SUPPLIED TEXT below:
In experiments involving human subjects, samples are taken from the population. The same can be said of the stimuli used in experiments involving, for example, linguistic material. Because in most cases we are interested in generalizing the experimental effects to entire populations (e.g., of participants and items), the group of participants and items that form the basis of an experiment are treated in a statistical analysis as random variables.

It is our understanding that including participants and items in the random effect structure (in a mixed-effect regression) not only deals with issues of generalizability, but also of heteroscedasticity and non-spherical error variance, which, if not taken into account, may lead to the variance (and thus standard error) of the coefficients to be underestimated, causing an increase in the probability of a false positive (eg, Baayen, Davidson, and Bates, 2008).

Question 1:

In some circumstances, ALL items in the population are included in the experiment. This is the case for a study of ours right now, in which the "items" are all possible sequences of three consecutive button presses in a sequence-learning paradigm (eg, one item is the sequence 1-1-1, another is 1-1-2, etc.; in fact the dependent measure is reaction times to each sequence). In this case, where all items in the population are used in the experiment, would it still be warranted or necessary or problematic to include items as a random effect?

Question 2:

Should one always test whether the inclusion of items as a random effect is warranted, given that there may be heteroscedasticity in this variable? That is, even if all items in the population are included in the experiment, as in the case described just above?

Thanks!

Antoine Tremblay

Brain and Language Lab

Georgetown University
End of SUPPLIED TEXT.
■ JOB ITEM
In the post on mixed-effect models, what is the dependent measure in the sequence-learning study it describes?
SOURCE DATA below:
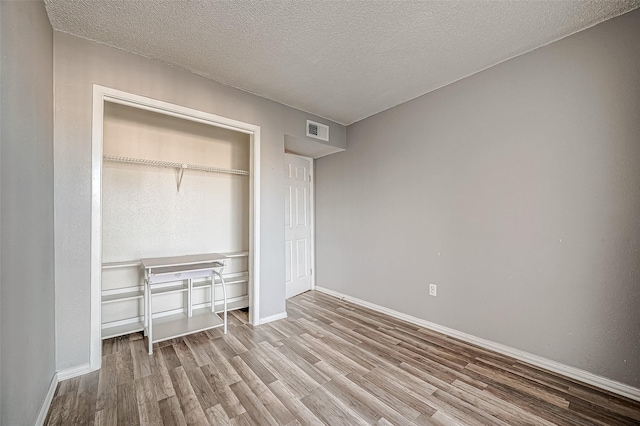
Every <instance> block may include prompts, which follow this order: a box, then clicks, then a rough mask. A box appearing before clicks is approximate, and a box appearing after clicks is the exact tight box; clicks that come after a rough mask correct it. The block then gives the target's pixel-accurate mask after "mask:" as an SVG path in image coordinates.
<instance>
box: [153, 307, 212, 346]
mask: <svg viewBox="0 0 640 426" xmlns="http://www.w3.org/2000/svg"><path fill="white" fill-rule="evenodd" d="M223 325H224V321H223V320H222V318H220V316H219V315H218V314H216V313H214V312H211V309H210V308H200V309H194V310H193V315H192V316H191V317H188V316H187V315H185V314H174V315H168V316H165V317H161V318H154V319H153V342H152V343H158V342H162V341H164V340H169V339H174V338H176V337H182V336H186V335H187V334H191V333H197V332H200V331H204V330H209V329H211V328H216V327H222V326H223Z"/></svg>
End of SOURCE DATA.
■ RESULT
Reaction times to each sequence of three consecutive button presses.